··· Data provided ···
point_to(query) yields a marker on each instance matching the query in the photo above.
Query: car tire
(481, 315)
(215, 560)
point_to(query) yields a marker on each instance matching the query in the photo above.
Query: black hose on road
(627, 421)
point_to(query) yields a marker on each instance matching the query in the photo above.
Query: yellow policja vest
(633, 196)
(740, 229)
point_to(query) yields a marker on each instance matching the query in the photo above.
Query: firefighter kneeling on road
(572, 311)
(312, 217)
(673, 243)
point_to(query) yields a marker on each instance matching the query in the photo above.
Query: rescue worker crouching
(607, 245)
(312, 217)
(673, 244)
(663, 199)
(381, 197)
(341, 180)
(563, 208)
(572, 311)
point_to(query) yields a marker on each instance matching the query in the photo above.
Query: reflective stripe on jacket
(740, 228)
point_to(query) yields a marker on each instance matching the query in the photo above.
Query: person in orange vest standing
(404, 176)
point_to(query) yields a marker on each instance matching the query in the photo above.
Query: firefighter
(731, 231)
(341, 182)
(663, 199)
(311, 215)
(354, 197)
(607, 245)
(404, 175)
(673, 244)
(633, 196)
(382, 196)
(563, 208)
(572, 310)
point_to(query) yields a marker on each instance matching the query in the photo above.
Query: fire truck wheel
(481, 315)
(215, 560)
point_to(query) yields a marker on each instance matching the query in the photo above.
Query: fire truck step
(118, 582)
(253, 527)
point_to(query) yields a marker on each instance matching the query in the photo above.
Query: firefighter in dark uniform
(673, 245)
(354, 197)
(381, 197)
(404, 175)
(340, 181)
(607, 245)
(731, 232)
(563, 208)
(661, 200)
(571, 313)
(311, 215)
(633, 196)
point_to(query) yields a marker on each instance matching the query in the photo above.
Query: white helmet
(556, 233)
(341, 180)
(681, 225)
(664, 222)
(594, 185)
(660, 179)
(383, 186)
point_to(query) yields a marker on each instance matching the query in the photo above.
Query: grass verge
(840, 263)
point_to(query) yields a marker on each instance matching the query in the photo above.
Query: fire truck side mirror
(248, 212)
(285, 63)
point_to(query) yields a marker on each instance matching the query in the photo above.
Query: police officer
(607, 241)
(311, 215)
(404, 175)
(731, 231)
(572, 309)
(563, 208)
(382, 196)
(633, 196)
···
— Exercise details —
All the data above should be set down a second time, exactly.

— Response —
point_to(query) yields a marker on each instance matching the query in the photo above.
Query: car tire
(481, 315)
(215, 560)
point_to(query) yields a marker on each instance matching the query in the photo above.
Query: black hose on road
(627, 421)
point_to(query) yields a marker on each instance matching the query in the photo above.
Query: yellow policja vest
(633, 196)
(740, 229)
point_to(query) yields a marker on each instance matching the query in the photo above.
Query: firefighter kneeling on road
(572, 311)
(312, 217)
(673, 243)
point_to(query) yields a marker on each instance matching the query in the photo above.
Query: rescue worker crouching
(607, 245)
(312, 217)
(673, 244)
(663, 199)
(381, 197)
(341, 180)
(563, 208)
(572, 311)
point_to(query) yields a marker on each instance matching the query in the photo above.
Query: reflective stripe on jacket
(740, 228)
point_to(query) yields a marker on each instance matching the query in the photo above.
Query: person in orange vest standing
(404, 176)
point_to(query) yields a marker on each instance matching the query in the photo above.
Query: firefighter
(731, 231)
(341, 182)
(663, 199)
(311, 215)
(354, 197)
(607, 245)
(404, 175)
(673, 244)
(633, 196)
(382, 196)
(563, 208)
(572, 310)
point_to(query) yields a marker on each instance matching the query in the photo above.
Query: fire truck wheel
(481, 315)
(215, 560)
point_to(query) yields a marker on each instance matching the query in the photo above.
Query: fire truck step
(118, 582)
(253, 527)
point_to(query) yields a marker on each instance matching the query in the photo above.
Query: firefighter in dark uniform
(673, 245)
(354, 197)
(381, 197)
(404, 175)
(340, 181)
(607, 245)
(731, 232)
(563, 208)
(661, 200)
(571, 313)
(311, 215)
(633, 196)
point_to(query) yields a marker on each instance matching the query in the photo above.
Query: white helmet
(556, 233)
(341, 180)
(681, 225)
(664, 222)
(594, 185)
(660, 179)
(383, 186)
point_to(query) yields a marker on each instance matching the query in the photo above.
Query: grass verge
(840, 263)
point_to(query) yields a marker on each instance matching the query in the photo above.
Query: fire truck side mirror
(248, 212)
(285, 63)
point_to(query) yields a marker on each instance matching the query in the photo above.
Query: police officer
(607, 241)
(311, 215)
(404, 175)
(731, 231)
(572, 309)
(563, 208)
(382, 196)
(633, 196)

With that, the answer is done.